→ **Aim**: Convert each line of the entries below into a Markdown table with two columns, Row and Line. Number the rows in order and skip any blank lines.

→ **A run of records**:
- - - - -
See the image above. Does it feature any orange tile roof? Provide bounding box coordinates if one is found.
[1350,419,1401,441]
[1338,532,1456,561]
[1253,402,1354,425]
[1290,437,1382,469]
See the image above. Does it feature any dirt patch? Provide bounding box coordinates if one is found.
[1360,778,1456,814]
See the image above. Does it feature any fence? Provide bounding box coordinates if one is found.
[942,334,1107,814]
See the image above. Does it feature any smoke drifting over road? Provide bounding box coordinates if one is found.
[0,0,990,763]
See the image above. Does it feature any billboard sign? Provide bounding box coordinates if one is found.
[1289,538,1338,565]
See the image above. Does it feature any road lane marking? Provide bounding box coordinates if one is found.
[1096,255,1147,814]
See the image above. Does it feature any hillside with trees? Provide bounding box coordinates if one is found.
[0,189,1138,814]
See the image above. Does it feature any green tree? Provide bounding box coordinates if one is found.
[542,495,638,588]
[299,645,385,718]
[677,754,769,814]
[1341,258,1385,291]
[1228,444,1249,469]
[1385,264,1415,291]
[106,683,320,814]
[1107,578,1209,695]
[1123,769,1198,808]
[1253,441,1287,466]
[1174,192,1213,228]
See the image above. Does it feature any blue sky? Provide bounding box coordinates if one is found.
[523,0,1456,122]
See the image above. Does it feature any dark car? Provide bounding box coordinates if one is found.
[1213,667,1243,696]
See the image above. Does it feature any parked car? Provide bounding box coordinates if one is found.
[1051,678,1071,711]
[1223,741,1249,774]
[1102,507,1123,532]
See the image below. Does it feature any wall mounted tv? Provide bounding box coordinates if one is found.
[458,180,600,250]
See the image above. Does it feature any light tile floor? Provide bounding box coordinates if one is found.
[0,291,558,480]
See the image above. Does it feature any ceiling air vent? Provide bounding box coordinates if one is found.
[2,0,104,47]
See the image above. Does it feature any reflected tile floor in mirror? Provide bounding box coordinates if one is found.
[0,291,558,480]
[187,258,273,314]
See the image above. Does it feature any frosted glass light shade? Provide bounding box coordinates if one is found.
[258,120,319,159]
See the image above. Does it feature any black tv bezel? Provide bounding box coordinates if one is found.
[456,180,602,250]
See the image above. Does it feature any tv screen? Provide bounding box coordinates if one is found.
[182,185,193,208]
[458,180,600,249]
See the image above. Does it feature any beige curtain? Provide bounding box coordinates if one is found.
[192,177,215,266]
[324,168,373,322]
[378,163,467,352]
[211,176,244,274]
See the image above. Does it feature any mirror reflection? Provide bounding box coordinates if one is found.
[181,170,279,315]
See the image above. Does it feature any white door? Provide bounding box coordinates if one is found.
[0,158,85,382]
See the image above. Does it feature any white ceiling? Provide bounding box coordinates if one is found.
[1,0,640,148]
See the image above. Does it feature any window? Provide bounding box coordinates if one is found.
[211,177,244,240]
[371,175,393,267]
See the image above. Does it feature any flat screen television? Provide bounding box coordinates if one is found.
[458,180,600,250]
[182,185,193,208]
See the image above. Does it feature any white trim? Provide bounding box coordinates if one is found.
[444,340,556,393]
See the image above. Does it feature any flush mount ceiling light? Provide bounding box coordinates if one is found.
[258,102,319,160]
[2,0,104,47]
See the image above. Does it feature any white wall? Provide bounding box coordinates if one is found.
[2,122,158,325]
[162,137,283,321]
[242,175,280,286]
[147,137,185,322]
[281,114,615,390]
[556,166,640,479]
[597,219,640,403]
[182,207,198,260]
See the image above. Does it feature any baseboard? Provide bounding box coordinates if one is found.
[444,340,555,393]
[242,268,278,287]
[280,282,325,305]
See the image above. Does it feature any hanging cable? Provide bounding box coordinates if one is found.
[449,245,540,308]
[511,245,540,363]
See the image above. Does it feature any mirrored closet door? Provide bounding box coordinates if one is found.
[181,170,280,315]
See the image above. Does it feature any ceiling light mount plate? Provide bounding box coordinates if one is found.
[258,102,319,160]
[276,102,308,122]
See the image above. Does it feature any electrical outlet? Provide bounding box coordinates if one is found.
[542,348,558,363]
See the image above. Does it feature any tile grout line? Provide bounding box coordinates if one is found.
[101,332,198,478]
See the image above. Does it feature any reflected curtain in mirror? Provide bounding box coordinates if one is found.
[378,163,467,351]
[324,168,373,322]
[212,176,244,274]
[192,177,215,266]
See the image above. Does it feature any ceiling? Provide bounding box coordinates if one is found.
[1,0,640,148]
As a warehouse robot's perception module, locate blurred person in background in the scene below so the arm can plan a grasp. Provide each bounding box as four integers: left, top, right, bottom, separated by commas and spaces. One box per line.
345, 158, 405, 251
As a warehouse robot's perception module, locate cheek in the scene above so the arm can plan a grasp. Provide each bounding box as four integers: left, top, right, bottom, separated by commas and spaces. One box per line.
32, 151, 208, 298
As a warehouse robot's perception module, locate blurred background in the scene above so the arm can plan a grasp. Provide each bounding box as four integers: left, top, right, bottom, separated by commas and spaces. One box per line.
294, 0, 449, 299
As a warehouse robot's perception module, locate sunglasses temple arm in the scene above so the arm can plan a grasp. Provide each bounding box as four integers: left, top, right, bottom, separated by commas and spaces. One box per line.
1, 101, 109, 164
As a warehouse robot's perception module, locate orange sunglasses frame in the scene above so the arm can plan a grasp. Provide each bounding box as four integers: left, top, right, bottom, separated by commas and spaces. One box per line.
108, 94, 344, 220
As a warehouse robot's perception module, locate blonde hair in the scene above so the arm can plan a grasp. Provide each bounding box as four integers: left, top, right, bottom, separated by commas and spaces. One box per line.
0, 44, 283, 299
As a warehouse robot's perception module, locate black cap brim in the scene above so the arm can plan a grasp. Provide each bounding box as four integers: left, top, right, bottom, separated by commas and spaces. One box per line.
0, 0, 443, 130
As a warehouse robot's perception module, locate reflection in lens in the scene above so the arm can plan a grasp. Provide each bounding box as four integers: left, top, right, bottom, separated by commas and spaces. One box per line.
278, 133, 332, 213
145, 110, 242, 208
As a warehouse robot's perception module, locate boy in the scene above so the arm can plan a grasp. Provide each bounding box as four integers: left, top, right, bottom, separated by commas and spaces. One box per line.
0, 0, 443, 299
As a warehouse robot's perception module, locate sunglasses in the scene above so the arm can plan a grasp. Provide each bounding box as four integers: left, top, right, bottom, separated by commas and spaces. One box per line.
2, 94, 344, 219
- - - - -
→ **Reply**:
| Row | Line |
|---|---|
| 1 | See the image above. Does it feature any orange tile roof? Provide bounding box coordinates if one is found. |
| 2 | [1350,419,1401,441] |
| 3 | [1338,532,1456,561] |
| 4 | [1253,402,1354,425] |
| 5 | [1290,437,1382,469] |
| 6 | See the image above. Does it feature any dirt patch? Provide bounding box coordinates if one is found. |
| 7 | [1360,778,1456,814] |
| 8 | See the image above. Does it feature any fence? Provide bounding box coordinates if one is found. |
| 9 | [942,334,1107,814] |
| 10 | See the image above. Does it feature any smoke drifting over road? Provide bounding box coordinates if one is found. |
| 11 | [0,0,990,763] |
| 12 | See the image above. Does it feature any billboard sign? Provide bounding box coordinates if one is found. |
| 13 | [1289,538,1338,565] |
| 14 | See the image above. Does it feature any road lane marking? Provide bounding box coordinates if one is found. |
| 15 | [1096,255,1147,814] |
| 16 | See the image above. Does it feature any hillside with trees? Provide bounding box coordinates if one is found. |
| 17 | [0,189,1138,814] |
| 18 | See the image above. Does it feature any green tree? Provide bounding box coordinates if one is found. |
| 19 | [542,495,638,588] |
| 20 | [299,645,385,718] |
| 21 | [677,754,769,814] |
| 22 | [1341,258,1385,291] |
| 23 | [1228,444,1249,469] |
| 24 | [1385,264,1415,291] |
| 25 | [106,683,320,814] |
| 26 | [1107,578,1209,695] |
| 27 | [1123,769,1198,808] |
| 28 | [1253,441,1287,466] |
| 29 | [1174,192,1213,228] |
| 30 | See the image above. Does it feature any blue sky? Provide bounding box coordinates if one is found. |
| 31 | [523,0,1456,122] |
| 32 | See the image above. Does it feature any dark car? Provide bounding box coordinates if one is found. |
| 33 | [1213,667,1243,696] |
| 34 | See the image above. Does it feature any parked car? Provide bounding box coordinates if one is found. |
| 35 | [1051,678,1071,711] |
| 36 | [1223,741,1249,774] |
| 37 | [1102,507,1123,532] |
| 38 | See the image below. Does it feature any wall mounted tv? Provide bounding box coordinates if one is found. |
| 39 | [458,180,600,250] |
| 40 | See the image above. Does it feature any light tile floor? Provide bounding box coordinates if one is found. |
| 41 | [0,291,558,480] |
| 42 | See the image above. Does it feature any ceiling air vent? Provide bounding box coordinates if one is found. |
| 43 | [2,0,104,47] |
| 44 | See the image above. Does it feature any reflected tile floor in mirror? Provide bounding box coordinates if one is found. |
| 45 | [0,291,558,480] |
| 46 | [187,258,273,314] |
| 47 | See the image above. Does it feature any frosted glass light shade? Provide bounding box coordinates if one is found. |
| 48 | [258,120,319,159] |
| 49 | See the image above. Does it feature any black tv bezel? Provide bounding box coordinates if one is found. |
| 50 | [456,180,602,250] |
| 51 | See the image above. Does it feature any tv screen? Provide bounding box coordinates if one is found. |
| 52 | [182,185,193,208] |
| 53 | [458,180,600,249] |
| 54 | See the image above. Does it feature any beige curtain? Provide bounding box coordinates if one is found. |
| 55 | [192,177,215,266] |
| 56 | [324,168,373,322] |
| 57 | [378,163,467,352] |
| 58 | [211,176,244,274] |
| 59 | See the image above. Does it feature any mirror reflection? Provide bounding box coordinates if one is found. |
| 60 | [181,170,279,315] |
| 61 | See the image above. Does it feature any white door? Provide bounding box coordinates if one is found. |
| 62 | [0,158,85,382] |
| 63 | See the image above. Does it feature any white ceiling? Provide bounding box coordinates if one is found. |
| 64 | [1,0,640,148] |
| 65 | See the image above. Does it feature any window? Provide bounding box coordinates if one is found. |
| 66 | [211,177,244,240] |
| 67 | [371,175,393,267] |
| 68 | See the image above. Does it feature any flat screen television? Provide bounding box coordinates if one is found. |
| 69 | [458,180,600,250] |
| 70 | [182,185,193,208] |
| 71 | See the image above. Does it feature any white trim? Provide bounding box coordinates if one is found. |
| 72 | [444,340,556,393] |
| 73 | See the image above. Does it feature any flush mount ceiling light? Provide bounding box coordinates if one is found. |
| 74 | [258,102,319,160] |
| 75 | [2,0,104,47] |
| 76 | See the image above. Does it feature any white wall? Provide bounding box coordinates if one is found. |
| 77 | [2,122,158,325] |
| 78 | [162,137,283,321] |
| 79 | [242,175,280,286] |
| 80 | [147,137,185,322] |
| 81 | [281,114,615,390] |
| 82 | [556,166,640,479] |
| 83 | [597,219,640,403] |
| 84 | [182,207,198,260] |
| 85 | See the image above. Does it feature any baseboard? Provide bounding box coordinates if one is found. |
| 86 | [444,340,555,393] |
| 87 | [242,268,278,287] |
| 88 | [280,282,325,305] |
| 89 | See the image above. Does it feature any hanging cable? Provide bounding box coordinates if one is found. |
| 90 | [449,245,540,308] |
| 91 | [511,245,540,363] |
| 92 | See the image above. Does it feature any mirrored closet door? Provide bounding box coordinates if one is found. |
| 93 | [181,170,280,315] |
| 94 | See the image above. Does it feature any ceiling light mount plate? Provide bounding box coordinates if one is found. |
| 95 | [258,102,319,160] |
| 96 | [276,102,308,122] |
| 97 | See the image above. Does it feature any electrical outlet? Provide bounding box coordinates if one is found. |
| 98 | [542,348,558,363] |
| 99 | See the image above. Does it feature any tile grout line? Provide bounding box coordinates if one is found. |
| 100 | [101,332,198,478] |
| 101 | See the image above. Does it feature any reflected curtain in mirror? Provide bounding box coordinates if one is found. |
| 102 | [378,163,467,351] |
| 103 | [324,168,373,322] |
| 104 | [212,176,244,274] |
| 105 | [192,177,215,266] |
| 106 | See the image above. Does it feature any ceiling? Provide bounding box coordinates if one is found. |
| 107 | [1,0,640,148] |
| 108 | As a warehouse robot's perception module, locate blurred person in background in the scene below so the arm can plan a grasp. Provide each bounding box as four integers: left, top, right, bottom, separated by commas and spaces. One box per line. |
| 109 | 345, 158, 405, 251 |
| 110 | As a warehouse robot's perception module, locate cheek in the scene above so the arm can plan a grasp. Provide each bounding box as four integers: left, top, right, bottom, separated by commas and spaces. One box per line. |
| 111 | 32, 151, 208, 298 |
| 112 | As a warehouse robot's perception module, locate blurred background in the scene above so the arm can plan a grasp. Provide each bounding box as four integers: left, top, right, bottom, separated by commas and spaces. One box per line. |
| 113 | 294, 0, 449, 299 |
| 114 | As a warehouse robot's perception module, locate sunglasses temple arm in the scene above so the arm can plan a grasp. Provide each bounding box as four integers: left, top, right, bottom, separated by commas and spaces. One box per line. |
| 115 | 1, 101, 109, 164 |
| 116 | As a warehouse robot's perception module, locate orange sunglasses frame in the scene above so the arm can plan a grasp. Provide each bounding box as four integers: left, top, right, bottom, separated by commas and spaces. One box per line. |
| 117 | 108, 94, 344, 220 |
| 118 | As a warehouse robot's perception module, locate blonde hair in the scene above so the arm can plan a grasp. Provide each bounding box as four integers: left, top, right, bottom, separated by commas and spaces. One box per line. |
| 119 | 0, 44, 283, 299 |
| 120 | As a warehouse robot's perception module, locate black cap brim in the scene above so the arm can plan a grasp. Provide each bounding box as four integers: left, top, right, bottom, separated by commas and spaces. One box per line. |
| 121 | 0, 0, 443, 130 |
| 122 | As a warehouse robot's perception module, locate reflection in lens in the scene above so the arm can plan a grasp. Provide each bounding box as four integers: left, top, right, bottom, separated by commas and spaces. One box per line. |
| 123 | 278, 133, 332, 213 |
| 124 | 145, 110, 242, 208 |
| 125 | As a warehouse robot's perception module, locate boy in the scene above so the arm can plan a grasp. Provide each bounding box as four integers: left, top, right, bottom, separated by commas and spaces. One box per line. |
| 126 | 0, 0, 443, 299 |
| 127 | As a warehouse robot's perception module, locate sunglasses in the scene above so the arm can plan a grasp. Provide each bounding box as four integers: left, top, right, bottom, separated by commas and spaces. One box per line. |
| 128 | 2, 94, 344, 219 |